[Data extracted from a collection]
——————————

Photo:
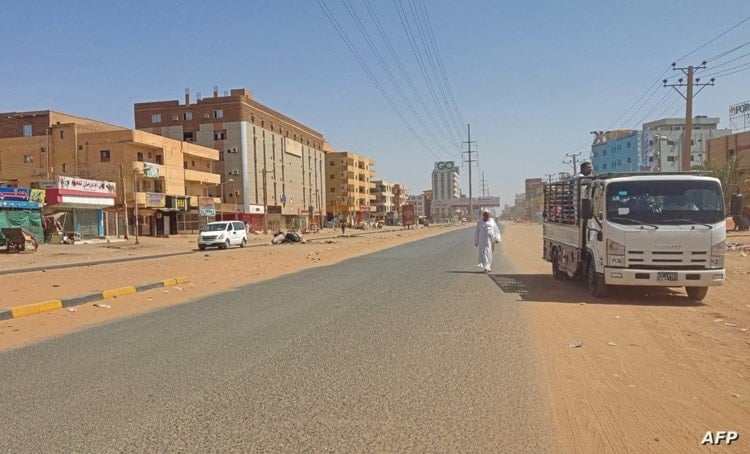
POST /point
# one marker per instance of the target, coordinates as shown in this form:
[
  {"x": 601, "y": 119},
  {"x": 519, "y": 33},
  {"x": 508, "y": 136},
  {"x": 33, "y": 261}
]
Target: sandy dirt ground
[{"x": 654, "y": 371}]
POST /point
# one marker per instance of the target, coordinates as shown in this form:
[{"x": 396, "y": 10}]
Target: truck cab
[{"x": 657, "y": 229}]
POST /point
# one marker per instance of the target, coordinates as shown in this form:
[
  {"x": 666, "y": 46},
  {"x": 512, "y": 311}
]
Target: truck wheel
[
  {"x": 595, "y": 281},
  {"x": 557, "y": 273},
  {"x": 696, "y": 293}
]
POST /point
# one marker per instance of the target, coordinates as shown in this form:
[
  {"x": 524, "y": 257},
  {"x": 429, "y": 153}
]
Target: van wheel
[
  {"x": 557, "y": 273},
  {"x": 595, "y": 281},
  {"x": 696, "y": 293}
]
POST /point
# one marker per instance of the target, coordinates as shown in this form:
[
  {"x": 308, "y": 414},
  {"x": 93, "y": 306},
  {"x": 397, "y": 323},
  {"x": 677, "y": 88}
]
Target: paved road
[{"x": 421, "y": 353}]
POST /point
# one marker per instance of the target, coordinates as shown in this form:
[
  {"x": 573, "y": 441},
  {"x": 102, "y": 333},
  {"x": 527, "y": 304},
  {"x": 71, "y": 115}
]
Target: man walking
[{"x": 486, "y": 235}]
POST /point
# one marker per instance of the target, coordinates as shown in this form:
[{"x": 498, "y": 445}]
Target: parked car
[{"x": 222, "y": 234}]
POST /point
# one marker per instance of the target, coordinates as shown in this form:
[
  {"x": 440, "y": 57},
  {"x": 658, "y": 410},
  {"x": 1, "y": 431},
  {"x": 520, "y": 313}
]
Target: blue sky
[{"x": 532, "y": 78}]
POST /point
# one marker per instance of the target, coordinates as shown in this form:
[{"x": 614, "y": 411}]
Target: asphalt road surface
[{"x": 407, "y": 349}]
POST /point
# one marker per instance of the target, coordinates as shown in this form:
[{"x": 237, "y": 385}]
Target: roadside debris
[{"x": 280, "y": 237}]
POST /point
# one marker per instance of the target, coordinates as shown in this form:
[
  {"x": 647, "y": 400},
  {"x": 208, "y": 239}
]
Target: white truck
[{"x": 637, "y": 229}]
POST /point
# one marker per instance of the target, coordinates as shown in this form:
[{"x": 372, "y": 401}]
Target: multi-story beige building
[
  {"x": 268, "y": 162},
  {"x": 350, "y": 186},
  {"x": 39, "y": 148},
  {"x": 383, "y": 199}
]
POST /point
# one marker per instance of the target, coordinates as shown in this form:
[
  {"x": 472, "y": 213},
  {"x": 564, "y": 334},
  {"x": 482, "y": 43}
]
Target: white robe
[{"x": 485, "y": 235}]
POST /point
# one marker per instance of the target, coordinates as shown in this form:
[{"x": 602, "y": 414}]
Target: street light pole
[
  {"x": 135, "y": 204},
  {"x": 265, "y": 203}
]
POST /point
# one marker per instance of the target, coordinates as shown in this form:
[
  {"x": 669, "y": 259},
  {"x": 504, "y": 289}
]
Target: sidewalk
[{"x": 90, "y": 271}]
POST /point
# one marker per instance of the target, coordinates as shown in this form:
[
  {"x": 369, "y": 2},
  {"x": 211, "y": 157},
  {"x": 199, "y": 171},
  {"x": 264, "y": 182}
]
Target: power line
[
  {"x": 404, "y": 73},
  {"x": 370, "y": 74},
  {"x": 388, "y": 72},
  {"x": 406, "y": 24}
]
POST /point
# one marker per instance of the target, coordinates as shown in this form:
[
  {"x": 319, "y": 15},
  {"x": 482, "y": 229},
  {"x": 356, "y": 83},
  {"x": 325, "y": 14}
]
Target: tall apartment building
[
  {"x": 662, "y": 142},
  {"x": 616, "y": 151},
  {"x": 350, "y": 186},
  {"x": 100, "y": 174},
  {"x": 534, "y": 196},
  {"x": 446, "y": 187},
  {"x": 418, "y": 202},
  {"x": 383, "y": 199},
  {"x": 268, "y": 162}
]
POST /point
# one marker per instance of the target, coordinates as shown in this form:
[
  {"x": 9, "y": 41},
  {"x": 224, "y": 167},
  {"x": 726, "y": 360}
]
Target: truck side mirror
[{"x": 587, "y": 209}]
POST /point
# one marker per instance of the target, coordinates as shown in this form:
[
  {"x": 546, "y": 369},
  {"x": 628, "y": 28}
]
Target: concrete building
[
  {"x": 419, "y": 205},
  {"x": 272, "y": 163},
  {"x": 616, "y": 151},
  {"x": 446, "y": 186},
  {"x": 383, "y": 201},
  {"x": 534, "y": 196},
  {"x": 350, "y": 187},
  {"x": 661, "y": 149},
  {"x": 82, "y": 161}
]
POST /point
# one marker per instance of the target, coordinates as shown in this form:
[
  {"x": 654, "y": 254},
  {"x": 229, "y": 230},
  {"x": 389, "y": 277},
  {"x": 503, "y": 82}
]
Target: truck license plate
[{"x": 666, "y": 276}]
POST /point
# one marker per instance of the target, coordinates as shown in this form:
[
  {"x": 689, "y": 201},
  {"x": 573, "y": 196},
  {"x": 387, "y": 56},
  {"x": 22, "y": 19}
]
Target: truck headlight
[
  {"x": 718, "y": 251},
  {"x": 615, "y": 254}
]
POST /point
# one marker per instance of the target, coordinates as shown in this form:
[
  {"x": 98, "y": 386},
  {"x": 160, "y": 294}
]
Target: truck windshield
[{"x": 664, "y": 202}]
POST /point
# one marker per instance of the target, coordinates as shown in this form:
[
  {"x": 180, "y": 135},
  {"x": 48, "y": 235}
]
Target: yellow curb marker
[
  {"x": 114, "y": 293},
  {"x": 31, "y": 309}
]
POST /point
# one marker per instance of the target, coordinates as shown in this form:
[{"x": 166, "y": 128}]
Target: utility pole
[
  {"x": 485, "y": 189},
  {"x": 687, "y": 136},
  {"x": 135, "y": 196},
  {"x": 470, "y": 161},
  {"x": 265, "y": 202},
  {"x": 573, "y": 160},
  {"x": 124, "y": 201}
]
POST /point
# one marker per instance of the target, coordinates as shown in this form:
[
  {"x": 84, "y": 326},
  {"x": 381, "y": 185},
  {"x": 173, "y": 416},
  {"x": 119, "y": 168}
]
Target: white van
[{"x": 222, "y": 234}]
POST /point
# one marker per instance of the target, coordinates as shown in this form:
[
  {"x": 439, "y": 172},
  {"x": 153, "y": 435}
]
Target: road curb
[{"x": 50, "y": 305}]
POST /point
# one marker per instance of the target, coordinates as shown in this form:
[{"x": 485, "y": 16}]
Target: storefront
[
  {"x": 20, "y": 207},
  {"x": 83, "y": 203}
]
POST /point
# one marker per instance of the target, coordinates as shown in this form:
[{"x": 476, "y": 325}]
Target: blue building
[{"x": 616, "y": 151}]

——————————

▶ What the task asks
Output the lines above in full and exactly. Leave out every picture.

▶ Solution for this task
Photo:
POST /point
# one marker per instance of the target, coordinates as shown in this form:
[
  {"x": 601, "y": 119},
  {"x": 519, "y": 33},
  {"x": 508, "y": 136},
  {"x": 33, "y": 261}
]
Target: sandy dirt ground
[{"x": 654, "y": 371}]
POST /point
# one marker per instance of the target, coordinates as shown in this form:
[{"x": 396, "y": 10}]
Target: truck cab
[{"x": 657, "y": 229}]
POST /point
# one marker per instance of the target, coordinates as shown in this form:
[
  {"x": 666, "y": 46},
  {"x": 512, "y": 311}
]
Target: truck wheel
[
  {"x": 595, "y": 281},
  {"x": 557, "y": 273},
  {"x": 696, "y": 293}
]
POST /point
# one marker per instance of the target, coordinates as shown in this form:
[
  {"x": 524, "y": 257},
  {"x": 429, "y": 153}
]
Target: van wheel
[
  {"x": 557, "y": 273},
  {"x": 595, "y": 281},
  {"x": 696, "y": 293}
]
POST /point
# one marker per instance of the target, coordinates as shown in this form:
[
  {"x": 308, "y": 414},
  {"x": 93, "y": 306},
  {"x": 397, "y": 323},
  {"x": 677, "y": 88}
]
Target: paved road
[{"x": 421, "y": 353}]
POST /point
# one marker per instance of the target, coordinates as shown in this form:
[
  {"x": 573, "y": 441},
  {"x": 102, "y": 333},
  {"x": 527, "y": 304},
  {"x": 71, "y": 115}
]
Target: man walking
[{"x": 486, "y": 235}]
POST /point
# one marker per instance of the target, coordinates as shown in this form:
[{"x": 498, "y": 445}]
Target: parked car
[{"x": 222, "y": 234}]
POST /point
# one marker per instance of the target, coordinates as shown in this form:
[
  {"x": 440, "y": 57},
  {"x": 658, "y": 410},
  {"x": 1, "y": 431},
  {"x": 520, "y": 313}
]
Target: blue sky
[{"x": 532, "y": 78}]
POST /point
# one marker per instance of the target, coordinates as shown in this form:
[{"x": 614, "y": 411}]
Target: asphalt road surface
[{"x": 407, "y": 349}]
POST /point
# one marker per instance of the target, coordinates as shown in this form:
[{"x": 237, "y": 385}]
Target: roadside debris
[{"x": 280, "y": 237}]
POST /point
# one marker per instance of the target, coordinates as shown in this form:
[
  {"x": 647, "y": 400},
  {"x": 208, "y": 239}
]
Target: white truck
[{"x": 637, "y": 229}]
POST /point
# one marker per instance of the target, coordinates as shown in this form:
[{"x": 372, "y": 401}]
Target: multi-story beige building
[
  {"x": 268, "y": 162},
  {"x": 350, "y": 186},
  {"x": 39, "y": 148},
  {"x": 383, "y": 199}
]
POST /point
# one marker per instance of the target, coordinates as shown in this form:
[
  {"x": 472, "y": 213},
  {"x": 564, "y": 334},
  {"x": 482, "y": 43}
]
Target: white robe
[{"x": 485, "y": 235}]
POST /point
# one marker per instance of the target, coordinates as shown in this form:
[{"x": 602, "y": 414}]
Target: street light pole
[
  {"x": 135, "y": 204},
  {"x": 265, "y": 203}
]
POST /point
# one marker per instance of the target, coordinates as shown in this form:
[
  {"x": 669, "y": 259},
  {"x": 504, "y": 289}
]
Target: sidewalk
[{"x": 90, "y": 271}]
POST /point
# one marker per instance of the target, coordinates as shown in this form:
[
  {"x": 369, "y": 2},
  {"x": 211, "y": 157},
  {"x": 199, "y": 171},
  {"x": 264, "y": 182}
]
Target: power line
[
  {"x": 404, "y": 73},
  {"x": 370, "y": 74},
  {"x": 388, "y": 72},
  {"x": 406, "y": 24}
]
POST /point
# one marker per instance of the target, coordinates as shown in this form:
[
  {"x": 319, "y": 15},
  {"x": 482, "y": 229},
  {"x": 356, "y": 83},
  {"x": 325, "y": 14}
]
Target: tall apartment building
[
  {"x": 662, "y": 142},
  {"x": 616, "y": 151},
  {"x": 350, "y": 186},
  {"x": 100, "y": 174},
  {"x": 534, "y": 196},
  {"x": 446, "y": 187},
  {"x": 418, "y": 202},
  {"x": 383, "y": 199},
  {"x": 268, "y": 162}
]
POST /point
# one marker per instance of the target, coordinates as shown in this form:
[
  {"x": 9, "y": 41},
  {"x": 224, "y": 167},
  {"x": 726, "y": 360}
]
Target: truck side mirror
[{"x": 587, "y": 209}]
POST /point
# one marker per instance of the target, coordinates as shown in this form:
[
  {"x": 546, "y": 369},
  {"x": 628, "y": 28}
]
Target: concrete building
[
  {"x": 419, "y": 205},
  {"x": 272, "y": 163},
  {"x": 616, "y": 151},
  {"x": 446, "y": 186},
  {"x": 383, "y": 201},
  {"x": 534, "y": 196},
  {"x": 350, "y": 187},
  {"x": 661, "y": 149},
  {"x": 82, "y": 161}
]
POST /point
# one marker per instance of the target, coordinates as shown in this form:
[
  {"x": 654, "y": 254},
  {"x": 229, "y": 230},
  {"x": 389, "y": 277},
  {"x": 503, "y": 82}
]
Target: truck license plate
[{"x": 666, "y": 276}]
POST /point
# one marker per instance of the target, coordinates as shown in this form:
[
  {"x": 689, "y": 201},
  {"x": 573, "y": 196},
  {"x": 387, "y": 56},
  {"x": 22, "y": 19}
]
Target: truck headlight
[
  {"x": 718, "y": 251},
  {"x": 615, "y": 254}
]
POST /point
# one marker per instance of the target, coordinates as shown in this form:
[
  {"x": 98, "y": 386},
  {"x": 160, "y": 294}
]
Target: truck windshield
[{"x": 664, "y": 202}]
POST /point
# one marker per instance of the target, coordinates as shown in this form:
[
  {"x": 180, "y": 135},
  {"x": 48, "y": 235}
]
Target: yellow curb marker
[
  {"x": 114, "y": 293},
  {"x": 31, "y": 309}
]
POST /point
# one marker per instance of the target, coordinates as shown in this form:
[{"x": 166, "y": 128}]
Target: utility pole
[
  {"x": 485, "y": 189},
  {"x": 687, "y": 136},
  {"x": 135, "y": 196},
  {"x": 470, "y": 161},
  {"x": 265, "y": 202},
  {"x": 573, "y": 160},
  {"x": 124, "y": 201}
]
POST /point
# one marker per instance of the target, coordinates as shown in this form:
[
  {"x": 84, "y": 326},
  {"x": 381, "y": 185},
  {"x": 173, "y": 416},
  {"x": 119, "y": 168}
]
Target: white van
[{"x": 222, "y": 234}]
POST /point
# one marker per instance of the target, coordinates as shown in this form:
[
  {"x": 439, "y": 172},
  {"x": 153, "y": 435}
]
Target: road curb
[{"x": 50, "y": 305}]
POST /point
# one marker per instance of the target, coordinates as shown in this form:
[{"x": 485, "y": 16}]
Target: storefront
[
  {"x": 20, "y": 207},
  {"x": 83, "y": 203}
]
POST /point
# one marker per instance of the target, coordinates as shown in this form:
[{"x": 476, "y": 325}]
Target: blue building
[{"x": 616, "y": 151}]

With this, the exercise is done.